• Passage shown
-- START --
- Lithium Battery knowledge
Lithium Battery knowledge
There is much to know about lithium batteries. Whether you are shopping for a factory made bike, or planning a DIY kit, some basic knowledge goes a long way.
Batteries and electricity are mysterious things to most people, so I will start with the basics.
Voltage: Put simply, this is the force with which electrons are pushed around in an electrical circuit. Think of this like the pressure in a water hose. Measured in Volts (V). A higher Voltage will make a motor turn faster, or a light bulb burn brighter.
Amps: A measure of how much electricity is used, or is available to be used at any one time. Think of this like the size of a water hose. Measured in Amps (A). A higher Amperage will give a motor more torque and faster acceleration.
Watts: Amps multiplied by Volts gives you Watts; a measure of the work that electricity does per second.
1 Amp at 2 Volts = 2 Watts
1 Amp at 200 Volts = 200 Watts
A motor producing 350 Watts of power could be supplied from a 35 Volt battery supplying 10 Amps, or a 70 Volt battery supplying 5 Amps.
Capacity or Amp hours: When talking about a battery, the capacity is measured in Amp hours (Ah) or Watt hours (Wh). This is a measure of how long the battery can supply a certain amount of Amps or Watts.
When talking Ah, we would say this battery is 10Ah (10,000 milliamp hours): it can supply 1 Amp for 10 hours, or 10 Amps for 1 hour, etc. This is a not useful, however, unless we also know the voltage because the voltage is the multiplier. A more immediately useful term is Watt hours, because it inherently takes into account the Voltage and the Amp hours. For example:
A 2 Watt hour battery will supply 1 Amp at 2 Volts for 1 hour
A 10 Amp hour, 48 Volt battery has 480 Watts hours of power available. (10 X 48 = 480)
This battery will supply 5 Amps at 48 Volts for 2 hours.
Still with me? Read on, you will start to get more familiar with the terms.
-- END --
• Exercise 1
Summarize the lithium battery text in two sentences.
• Exercise 2
Write out the stretch of the lithium battery text from "Capacity or Amp" through "Amps or Watts." again, swapping "Amp hours" for "ampere-hours".
The entries have no connection to the lithium battery text.

• Record extracts
-- START --
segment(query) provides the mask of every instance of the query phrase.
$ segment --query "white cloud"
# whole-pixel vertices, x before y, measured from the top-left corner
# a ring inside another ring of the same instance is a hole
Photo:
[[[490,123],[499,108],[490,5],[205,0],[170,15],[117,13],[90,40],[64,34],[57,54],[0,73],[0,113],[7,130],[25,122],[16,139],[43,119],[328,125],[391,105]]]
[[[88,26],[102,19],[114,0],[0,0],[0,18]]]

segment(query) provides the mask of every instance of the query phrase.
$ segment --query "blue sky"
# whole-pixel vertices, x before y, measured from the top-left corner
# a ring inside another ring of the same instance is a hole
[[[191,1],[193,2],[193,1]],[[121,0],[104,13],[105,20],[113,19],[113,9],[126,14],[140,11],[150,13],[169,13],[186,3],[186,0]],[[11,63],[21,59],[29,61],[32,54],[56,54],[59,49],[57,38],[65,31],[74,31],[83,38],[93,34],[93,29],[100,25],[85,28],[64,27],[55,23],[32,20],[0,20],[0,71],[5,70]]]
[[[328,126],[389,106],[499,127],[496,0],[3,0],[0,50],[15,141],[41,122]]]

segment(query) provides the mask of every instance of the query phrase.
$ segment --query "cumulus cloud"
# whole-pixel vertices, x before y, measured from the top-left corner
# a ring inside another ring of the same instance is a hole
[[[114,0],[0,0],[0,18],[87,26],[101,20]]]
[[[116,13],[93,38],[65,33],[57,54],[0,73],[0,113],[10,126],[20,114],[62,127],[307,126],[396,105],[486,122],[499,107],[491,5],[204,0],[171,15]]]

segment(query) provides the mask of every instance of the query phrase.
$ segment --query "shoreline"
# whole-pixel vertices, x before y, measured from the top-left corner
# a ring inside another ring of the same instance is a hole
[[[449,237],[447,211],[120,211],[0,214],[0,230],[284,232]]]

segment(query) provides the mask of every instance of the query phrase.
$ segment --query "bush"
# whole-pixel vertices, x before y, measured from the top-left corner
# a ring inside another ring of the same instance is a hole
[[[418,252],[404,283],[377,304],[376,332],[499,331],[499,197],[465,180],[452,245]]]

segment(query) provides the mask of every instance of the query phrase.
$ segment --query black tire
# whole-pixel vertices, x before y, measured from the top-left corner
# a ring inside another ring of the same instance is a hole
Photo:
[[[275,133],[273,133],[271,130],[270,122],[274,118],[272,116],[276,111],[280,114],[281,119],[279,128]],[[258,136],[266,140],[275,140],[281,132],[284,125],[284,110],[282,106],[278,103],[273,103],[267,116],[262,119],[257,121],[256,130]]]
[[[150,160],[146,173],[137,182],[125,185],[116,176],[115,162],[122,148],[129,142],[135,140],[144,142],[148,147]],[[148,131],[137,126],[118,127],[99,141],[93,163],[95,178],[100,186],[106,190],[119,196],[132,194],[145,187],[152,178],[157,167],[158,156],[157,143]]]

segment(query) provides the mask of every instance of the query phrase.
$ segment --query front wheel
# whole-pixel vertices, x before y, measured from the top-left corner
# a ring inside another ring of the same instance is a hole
-- END --
• Correct output 1
The lithium battery text defines voltage as the force that pushes electrons around a circuit, amps as how much electricity is used or available at one time, and watts as amps multiplied by volts. It explains that battery capacity is measured in Amp hours or Watt hours, and that Watt hours are more immediately useful because they take into account both the Voltage and the Amp hours.

• Correct output 2
Capacity or ampere-hours: When talking about a battery, the capacity is measured in ampere-hours (Ah) or Watt hours (Wh). This is a measure of how long the battery can supply a certain amount of Amps or Watts.